### What this task involves
Pick out each line below that contains the string 'single' and copy it. Case counts, so a line matches only if the capital and lowercase letters are the same.

### Given records

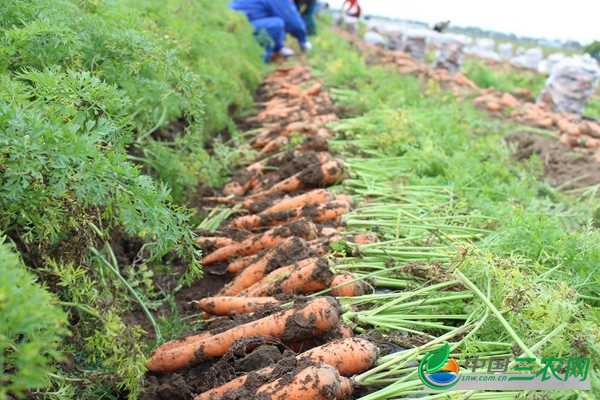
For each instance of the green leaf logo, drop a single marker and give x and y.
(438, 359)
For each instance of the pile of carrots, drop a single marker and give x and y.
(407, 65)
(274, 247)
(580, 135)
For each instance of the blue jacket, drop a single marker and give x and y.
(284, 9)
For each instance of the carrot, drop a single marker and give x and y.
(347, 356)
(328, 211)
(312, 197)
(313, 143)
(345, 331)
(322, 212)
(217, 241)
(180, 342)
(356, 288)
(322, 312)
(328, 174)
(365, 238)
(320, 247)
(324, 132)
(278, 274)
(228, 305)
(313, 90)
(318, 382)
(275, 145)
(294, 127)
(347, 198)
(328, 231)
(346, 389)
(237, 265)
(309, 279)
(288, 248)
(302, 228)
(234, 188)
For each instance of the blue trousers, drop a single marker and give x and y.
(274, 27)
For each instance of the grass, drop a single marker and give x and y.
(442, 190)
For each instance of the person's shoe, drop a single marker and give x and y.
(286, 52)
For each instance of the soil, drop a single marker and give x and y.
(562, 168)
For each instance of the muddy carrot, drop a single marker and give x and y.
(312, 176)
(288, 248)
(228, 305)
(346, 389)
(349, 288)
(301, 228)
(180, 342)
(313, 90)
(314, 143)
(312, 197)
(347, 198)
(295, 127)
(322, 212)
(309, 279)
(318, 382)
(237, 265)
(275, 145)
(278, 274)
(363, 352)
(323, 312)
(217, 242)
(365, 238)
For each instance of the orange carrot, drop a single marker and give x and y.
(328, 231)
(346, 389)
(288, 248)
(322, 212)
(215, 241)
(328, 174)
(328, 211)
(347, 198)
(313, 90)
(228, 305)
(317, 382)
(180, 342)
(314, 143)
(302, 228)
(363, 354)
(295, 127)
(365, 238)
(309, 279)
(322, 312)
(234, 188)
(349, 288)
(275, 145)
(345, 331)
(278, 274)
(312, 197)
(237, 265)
--
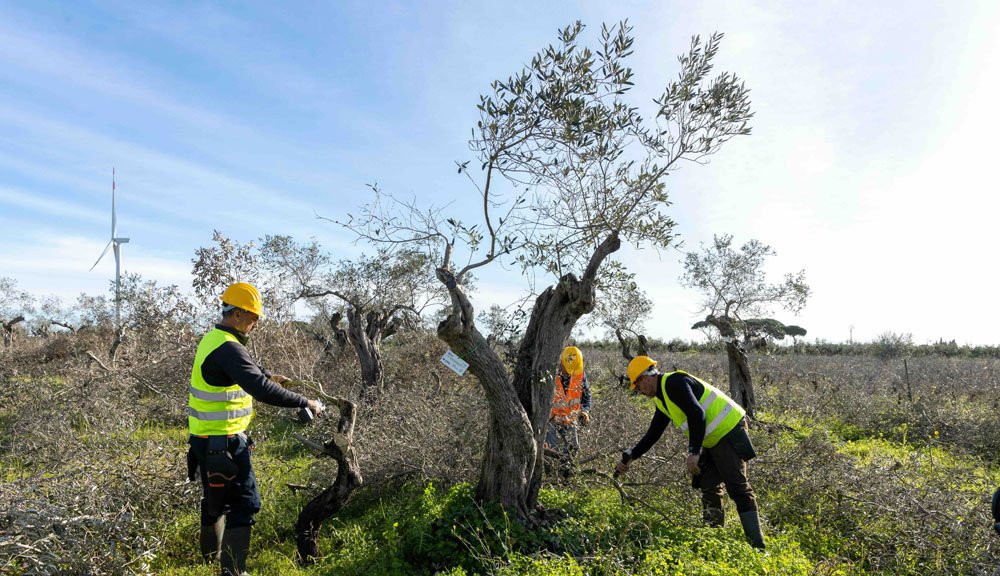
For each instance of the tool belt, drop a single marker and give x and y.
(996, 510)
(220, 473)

### Task answer
For each instance of the green leaf logo, drop a single marker and give x and y.
For each instance of the pile of carrots, drop a single marker and give x and y.
For each instance of the blue jacket, drop a single marker and give x and y.
For each instance of the carrot, drop a single marker and give x and y.
For each instance of the blue trousers, drop a single marker and give x and y.
For each instance of the grass, drop a single marker and give x and y.
For each instance of the person's shoe, drop a single marker and give x and y.
For each instance of the soil, drop a single marker and give x and y.
For each instance of the muddy carrot, drop a single marker and give x and y.
For each instance of the orange carrot, drop a single marker and give x and y.
For each instance of the tool belt, drop a single marker and give x and y.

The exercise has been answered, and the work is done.